Work to do — Count the lines in the data below that contain the string "mallard". Reply with only that number.

###

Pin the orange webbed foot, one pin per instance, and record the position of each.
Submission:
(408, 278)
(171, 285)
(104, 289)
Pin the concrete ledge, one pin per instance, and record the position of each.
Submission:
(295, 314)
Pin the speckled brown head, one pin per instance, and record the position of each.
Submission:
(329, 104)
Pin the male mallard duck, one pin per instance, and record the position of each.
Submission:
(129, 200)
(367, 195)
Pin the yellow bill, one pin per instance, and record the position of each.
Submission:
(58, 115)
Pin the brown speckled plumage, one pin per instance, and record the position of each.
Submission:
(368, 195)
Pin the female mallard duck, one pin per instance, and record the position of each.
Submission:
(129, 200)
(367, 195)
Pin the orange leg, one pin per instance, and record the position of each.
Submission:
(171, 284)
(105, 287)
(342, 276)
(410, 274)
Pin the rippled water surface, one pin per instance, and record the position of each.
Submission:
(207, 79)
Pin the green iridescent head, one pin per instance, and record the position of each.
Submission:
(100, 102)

###

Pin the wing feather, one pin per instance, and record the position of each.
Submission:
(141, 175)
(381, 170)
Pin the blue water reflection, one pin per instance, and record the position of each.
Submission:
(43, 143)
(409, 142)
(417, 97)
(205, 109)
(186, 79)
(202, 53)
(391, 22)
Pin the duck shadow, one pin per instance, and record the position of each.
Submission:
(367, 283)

###

The completed task — 2